#### RECORDS FOR THE EXERCISE:
^^^^^^^^

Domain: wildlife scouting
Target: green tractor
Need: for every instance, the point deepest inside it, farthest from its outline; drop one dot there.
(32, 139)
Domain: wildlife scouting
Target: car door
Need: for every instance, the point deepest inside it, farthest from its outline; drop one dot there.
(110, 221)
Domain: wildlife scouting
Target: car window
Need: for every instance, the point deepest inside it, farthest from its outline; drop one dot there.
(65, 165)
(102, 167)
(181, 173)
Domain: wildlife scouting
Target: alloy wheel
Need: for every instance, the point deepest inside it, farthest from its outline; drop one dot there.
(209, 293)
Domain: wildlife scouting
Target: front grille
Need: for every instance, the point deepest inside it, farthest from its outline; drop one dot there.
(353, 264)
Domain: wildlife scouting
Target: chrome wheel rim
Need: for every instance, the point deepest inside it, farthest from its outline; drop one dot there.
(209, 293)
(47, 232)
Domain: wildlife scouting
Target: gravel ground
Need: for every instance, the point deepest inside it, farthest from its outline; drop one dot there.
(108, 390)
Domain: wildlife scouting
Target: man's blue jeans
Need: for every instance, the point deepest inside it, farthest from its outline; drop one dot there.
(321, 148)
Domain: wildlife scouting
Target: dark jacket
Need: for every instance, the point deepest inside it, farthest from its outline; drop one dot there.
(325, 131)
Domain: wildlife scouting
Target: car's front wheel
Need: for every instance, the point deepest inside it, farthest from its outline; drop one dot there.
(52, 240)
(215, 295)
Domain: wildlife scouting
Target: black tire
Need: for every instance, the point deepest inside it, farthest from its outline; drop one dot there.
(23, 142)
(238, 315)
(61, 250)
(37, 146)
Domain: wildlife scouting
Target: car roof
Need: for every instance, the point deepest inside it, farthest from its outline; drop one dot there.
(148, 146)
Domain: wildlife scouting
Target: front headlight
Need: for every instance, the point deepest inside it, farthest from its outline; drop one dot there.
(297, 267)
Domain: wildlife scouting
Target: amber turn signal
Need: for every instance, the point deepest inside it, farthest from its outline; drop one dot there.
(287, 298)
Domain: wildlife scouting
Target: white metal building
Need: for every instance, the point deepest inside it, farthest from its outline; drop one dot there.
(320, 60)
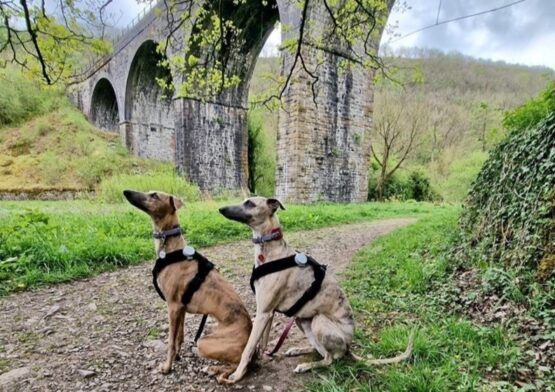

^^^^^^^^

#### DESCRIPTION OF THE TASK:
Show, copied in full, each line of the records above that contains the word "wheel".

#### EXERCISE OUTPUT:
Target: alloy wheel
Target: chrome wheel rim
Target: car's front wheel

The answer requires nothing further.